● **Task to carry out**: Let your answer be the line containing "Would you be so kind as to point out the purple-tinged" and every line below it to the end of the records, copied exactly.

==========

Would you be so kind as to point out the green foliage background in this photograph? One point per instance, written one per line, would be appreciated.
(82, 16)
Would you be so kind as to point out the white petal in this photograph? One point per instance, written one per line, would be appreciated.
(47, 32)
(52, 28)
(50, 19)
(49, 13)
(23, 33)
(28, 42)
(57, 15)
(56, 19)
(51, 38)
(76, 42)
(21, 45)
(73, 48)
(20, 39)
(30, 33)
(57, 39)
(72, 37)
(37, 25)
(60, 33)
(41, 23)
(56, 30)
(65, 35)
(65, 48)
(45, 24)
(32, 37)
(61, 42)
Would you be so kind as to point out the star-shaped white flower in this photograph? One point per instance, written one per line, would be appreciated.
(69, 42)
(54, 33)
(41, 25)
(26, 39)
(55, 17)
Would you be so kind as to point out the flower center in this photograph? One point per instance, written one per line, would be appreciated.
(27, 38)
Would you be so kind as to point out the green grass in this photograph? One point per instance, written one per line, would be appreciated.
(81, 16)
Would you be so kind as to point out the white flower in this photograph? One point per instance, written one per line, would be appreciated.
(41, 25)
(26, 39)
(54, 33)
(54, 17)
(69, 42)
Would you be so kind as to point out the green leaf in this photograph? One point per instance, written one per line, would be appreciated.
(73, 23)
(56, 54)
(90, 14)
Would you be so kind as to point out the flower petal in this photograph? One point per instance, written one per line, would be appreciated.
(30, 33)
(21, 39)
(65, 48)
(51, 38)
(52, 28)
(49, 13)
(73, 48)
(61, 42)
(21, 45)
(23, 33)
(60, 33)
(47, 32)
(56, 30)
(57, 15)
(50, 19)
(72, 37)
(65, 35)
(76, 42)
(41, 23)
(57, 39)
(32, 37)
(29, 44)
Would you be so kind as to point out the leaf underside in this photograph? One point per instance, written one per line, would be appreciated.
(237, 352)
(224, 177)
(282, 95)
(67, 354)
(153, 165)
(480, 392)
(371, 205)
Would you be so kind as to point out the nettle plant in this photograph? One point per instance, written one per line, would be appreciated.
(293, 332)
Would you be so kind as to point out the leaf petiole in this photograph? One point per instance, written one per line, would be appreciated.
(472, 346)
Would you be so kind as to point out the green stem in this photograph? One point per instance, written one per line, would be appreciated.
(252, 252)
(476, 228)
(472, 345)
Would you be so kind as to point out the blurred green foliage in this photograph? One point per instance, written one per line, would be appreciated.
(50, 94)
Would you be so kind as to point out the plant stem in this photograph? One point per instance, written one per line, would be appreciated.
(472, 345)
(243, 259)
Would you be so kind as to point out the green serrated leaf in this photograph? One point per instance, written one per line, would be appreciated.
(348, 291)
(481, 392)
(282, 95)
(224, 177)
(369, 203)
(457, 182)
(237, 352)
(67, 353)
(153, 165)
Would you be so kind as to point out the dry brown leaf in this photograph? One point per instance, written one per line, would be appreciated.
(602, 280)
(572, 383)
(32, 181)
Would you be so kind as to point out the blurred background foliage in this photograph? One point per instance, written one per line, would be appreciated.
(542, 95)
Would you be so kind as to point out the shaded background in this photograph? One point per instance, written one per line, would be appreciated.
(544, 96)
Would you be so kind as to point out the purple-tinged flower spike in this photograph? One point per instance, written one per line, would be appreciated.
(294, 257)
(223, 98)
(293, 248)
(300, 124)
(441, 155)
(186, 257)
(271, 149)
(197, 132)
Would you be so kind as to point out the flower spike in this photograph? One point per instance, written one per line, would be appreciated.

==========

● **Answer to the problem**:
Would you be so kind as to point out the purple-tinged flower spike in this photograph? One point per instance, written one per line, would be appreciated.
(294, 257)
(223, 98)
(293, 248)
(300, 124)
(441, 155)
(186, 257)
(271, 149)
(197, 132)
Would you be so kind as to point out the flower spike in this photograph? One point per instance, written one per line, would be appreciated.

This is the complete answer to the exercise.